Drop every picture, then print the rest of the listing exactly as given.

************

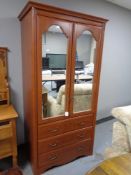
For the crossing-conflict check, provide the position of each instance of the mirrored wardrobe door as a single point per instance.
(84, 61)
(55, 58)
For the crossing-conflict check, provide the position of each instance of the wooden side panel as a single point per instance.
(29, 83)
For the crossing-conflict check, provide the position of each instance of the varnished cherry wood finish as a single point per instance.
(4, 90)
(8, 145)
(61, 127)
(58, 157)
(115, 166)
(43, 132)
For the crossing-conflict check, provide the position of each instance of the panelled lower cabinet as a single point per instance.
(61, 55)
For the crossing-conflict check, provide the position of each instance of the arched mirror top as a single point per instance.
(89, 31)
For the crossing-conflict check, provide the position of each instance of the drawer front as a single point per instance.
(64, 155)
(57, 128)
(5, 148)
(56, 142)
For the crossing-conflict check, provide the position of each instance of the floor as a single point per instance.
(103, 137)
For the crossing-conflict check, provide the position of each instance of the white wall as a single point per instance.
(115, 82)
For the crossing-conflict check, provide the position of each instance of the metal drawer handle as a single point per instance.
(53, 144)
(80, 149)
(81, 136)
(53, 130)
(53, 158)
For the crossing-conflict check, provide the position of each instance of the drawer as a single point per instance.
(64, 155)
(5, 131)
(56, 142)
(57, 128)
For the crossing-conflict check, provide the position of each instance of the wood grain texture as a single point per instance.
(4, 90)
(7, 112)
(35, 19)
(8, 144)
(114, 166)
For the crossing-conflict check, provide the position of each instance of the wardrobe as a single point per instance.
(61, 61)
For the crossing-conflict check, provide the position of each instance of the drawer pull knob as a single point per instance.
(53, 158)
(53, 130)
(53, 144)
(80, 149)
(82, 124)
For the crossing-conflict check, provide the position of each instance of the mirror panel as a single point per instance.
(84, 70)
(54, 54)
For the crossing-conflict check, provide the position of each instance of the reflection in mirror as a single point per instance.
(54, 51)
(84, 69)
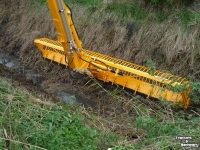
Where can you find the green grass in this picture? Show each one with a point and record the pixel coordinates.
(27, 124)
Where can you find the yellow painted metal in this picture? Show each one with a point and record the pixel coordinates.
(106, 68)
(158, 86)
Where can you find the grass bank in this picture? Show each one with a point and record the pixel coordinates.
(26, 122)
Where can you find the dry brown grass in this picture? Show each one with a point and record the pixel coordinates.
(103, 32)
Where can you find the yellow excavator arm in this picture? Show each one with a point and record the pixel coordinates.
(67, 50)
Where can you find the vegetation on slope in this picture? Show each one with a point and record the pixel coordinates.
(27, 122)
(136, 34)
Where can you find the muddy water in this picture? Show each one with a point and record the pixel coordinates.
(37, 79)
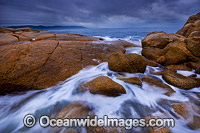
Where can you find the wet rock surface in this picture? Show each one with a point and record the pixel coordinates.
(105, 86)
(131, 62)
(42, 64)
(132, 80)
(154, 82)
(192, 24)
(180, 81)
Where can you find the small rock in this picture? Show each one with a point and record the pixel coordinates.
(131, 62)
(195, 124)
(105, 86)
(178, 67)
(157, 83)
(132, 80)
(192, 24)
(197, 70)
(159, 39)
(180, 81)
(163, 130)
(6, 38)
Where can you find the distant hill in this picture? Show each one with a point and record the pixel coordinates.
(41, 27)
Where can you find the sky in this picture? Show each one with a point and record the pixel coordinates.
(98, 13)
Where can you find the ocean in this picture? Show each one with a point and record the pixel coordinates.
(139, 102)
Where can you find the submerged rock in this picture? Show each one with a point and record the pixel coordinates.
(180, 81)
(74, 110)
(42, 64)
(131, 62)
(162, 130)
(178, 67)
(159, 39)
(105, 86)
(192, 24)
(154, 82)
(195, 124)
(132, 80)
(6, 38)
(188, 111)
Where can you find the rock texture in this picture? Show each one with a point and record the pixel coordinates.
(154, 82)
(74, 110)
(180, 81)
(131, 62)
(132, 80)
(50, 58)
(105, 86)
(192, 24)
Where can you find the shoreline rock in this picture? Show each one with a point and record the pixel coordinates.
(103, 85)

************

- **Exercise result**
For the crossing-conflict check, provide the position of each instance of the mirrored wardrobe door as a single point per instance.
(84, 61)
(55, 58)
For the crossing-conflict check, provide the position of each instance of the wooden side panel as a single point per instance.
(29, 83)
For the crossing-conflict check, provide the position of each instance of the varnished cherry wood finish as a single point per instance.
(4, 90)
(8, 145)
(61, 127)
(58, 157)
(115, 166)
(43, 132)
For the crossing-conflict check, provide the position of each instance of the panelled lower cabinet as a single point per instance.
(61, 55)
For the crossing-conflict check, provide the position of each instance of the arched mirror top as a single point per instance.
(89, 31)
For the crossing-conflict check, provide the position of each instance of the drawer front as a single point per instance.
(64, 155)
(57, 128)
(5, 148)
(56, 142)
For the crossing-conflict check, provide the position of each instance of the floor as a single point per instance.
(103, 137)
For the crossing-conflict check, provide the position of each instance of the white wall as a single point per instance.
(115, 82)
For the crossing-conflict check, provide the position of each instance of the metal drawer handle as a single point per instance.
(53, 144)
(80, 149)
(81, 136)
(53, 130)
(53, 158)
For the crossing-conflict check, provide the position of each instance of the drawer as a single point per instance.
(64, 155)
(5, 131)
(56, 142)
(57, 128)
For the crossing-conflict check, provide the position of each instance of the wood grain texture as a single point per instance.
(4, 90)
(7, 112)
(35, 19)
(8, 144)
(114, 166)
For the crossing-conflict check, provide the position of each instance of the wardrobe as a single point per instance.
(61, 61)
For the crossing-conflict check, provide the position of each instance of the drawer pull knob as a single point per instance.
(53, 158)
(53, 130)
(53, 144)
(80, 149)
(82, 124)
For the crossing-conflict check, provide the position of each instance of the mirror panel as a single point per instance.
(84, 70)
(54, 54)
For the crossing-conflict check, provide the position of each instance of the reflection in mirror as a single point per instance.
(54, 51)
(84, 69)
Where can you find the green grass in this picture? Show each one with a point and record the pixel coordinates.
(27, 124)
Where can you find the yellow painted metal in this picture? Show each one with a point and record the pixel coordinates.
(106, 68)
(158, 86)
Where can you find the grass bank in this picture? Show each one with a point and record the pixel coordinates.
(26, 122)
Where can you find the dry brown grass in this picture? Show each one with a point and record the pixel coordinates.
(103, 32)
Where can you find the yellow excavator arm in this picture? Show each one with a point and record the pixel coordinates.
(67, 50)
Where can you find the vegetation on slope in this picture? Show each one with a point and record the pixel coordinates.
(27, 122)
(136, 34)
Where can you find the muddy water in this picture? Show each one with a point and record the pixel coordinates.
(37, 79)
Where can you find the wet rock surface in this picture? Show each one with a point and record the pixel coordinates.
(105, 86)
(131, 62)
(42, 64)
(132, 80)
(154, 82)
(192, 24)
(180, 81)
Where can you find the small rock in this picture? Show each one with a point and record the pixel coordinates.
(131, 62)
(195, 124)
(105, 86)
(178, 67)
(157, 83)
(132, 80)
(192, 24)
(197, 70)
(159, 39)
(180, 81)
(163, 130)
(6, 38)
Where can you find the distant hill in this picture? Show each one with a point and record the pixel coordinates.
(41, 27)
Where can you find the sky in this picture? Show each one with a point and record the pixel coordinates.
(98, 13)
Where can you find the ocean in this picture? Show each one with a point and record the pixel coordinates.
(139, 102)
Where can you find the submerged rock in this picture? Show each one with a point and record the pixel coordinates.
(180, 81)
(74, 110)
(42, 64)
(131, 62)
(162, 130)
(178, 67)
(159, 39)
(105, 86)
(192, 24)
(154, 82)
(195, 124)
(132, 80)
(6, 38)
(188, 111)
Where can you find the rock texture in this picture? Show each one with a point and record the pixel coordinates.
(154, 82)
(74, 110)
(180, 81)
(131, 62)
(132, 80)
(50, 58)
(105, 86)
(192, 24)
Where can you find the shoreline rock in this picture? Show each one with a point and record the pixel coordinates.
(103, 85)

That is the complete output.